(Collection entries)
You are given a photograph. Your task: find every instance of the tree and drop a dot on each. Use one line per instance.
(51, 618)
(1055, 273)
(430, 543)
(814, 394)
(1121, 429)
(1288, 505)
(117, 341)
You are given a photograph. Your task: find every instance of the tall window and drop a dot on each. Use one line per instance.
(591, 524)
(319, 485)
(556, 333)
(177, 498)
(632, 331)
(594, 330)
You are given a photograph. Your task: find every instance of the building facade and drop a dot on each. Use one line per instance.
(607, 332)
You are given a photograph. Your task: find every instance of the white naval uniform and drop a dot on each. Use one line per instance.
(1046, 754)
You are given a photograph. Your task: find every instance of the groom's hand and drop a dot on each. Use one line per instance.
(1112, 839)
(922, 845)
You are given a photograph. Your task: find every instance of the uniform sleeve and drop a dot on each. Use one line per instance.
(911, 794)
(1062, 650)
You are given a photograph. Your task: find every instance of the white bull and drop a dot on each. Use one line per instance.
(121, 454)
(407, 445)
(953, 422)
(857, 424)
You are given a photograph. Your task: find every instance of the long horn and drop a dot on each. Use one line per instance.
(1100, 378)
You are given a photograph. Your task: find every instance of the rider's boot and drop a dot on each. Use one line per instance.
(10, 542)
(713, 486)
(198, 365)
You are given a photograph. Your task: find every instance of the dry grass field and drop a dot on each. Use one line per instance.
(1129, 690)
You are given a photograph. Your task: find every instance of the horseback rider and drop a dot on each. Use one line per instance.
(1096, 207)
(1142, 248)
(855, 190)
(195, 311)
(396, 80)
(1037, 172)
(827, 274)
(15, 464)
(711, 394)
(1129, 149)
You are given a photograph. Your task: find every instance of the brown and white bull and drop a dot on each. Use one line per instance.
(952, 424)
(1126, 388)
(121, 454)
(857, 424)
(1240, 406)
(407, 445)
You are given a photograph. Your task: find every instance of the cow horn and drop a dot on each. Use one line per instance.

What you are asked to do -
Scale the listing above, beginning with the line containing "of the rider's" and continuing through the end of the listing, and reproduce every line in that span, requests included. Multiply each coordinate in the answers by 0.35 and round to whole numbers, with halves rounded up.

Output below -
You are given a photograph. Your task: find every instance of the rider's boot and drop a dot on each. Use one line per instance.
(4, 190)
(250, 170)
(69, 128)
You are given a photograph. Your task: find every instance of the dry grass field and drop a dot on each. Use one line per instance.
(395, 242)
You are given a photograph. Your task: find every instance of the horseback rider and drop a dot on each. Use one line per instance.
(384, 72)
(400, 87)
(299, 67)
(68, 109)
(139, 28)
(363, 60)
(289, 96)
(5, 162)
(249, 138)
(395, 52)
You are given a photograph. Your task: find every instance of the brown and white bull and drop a dot on each. Use one line per instance.
(333, 148)
(394, 136)
(42, 159)
(300, 148)
(434, 142)
(142, 156)
You are given a photograph. Your task: find every instance of the cow horn and drop a dot on each. Use one line per instance.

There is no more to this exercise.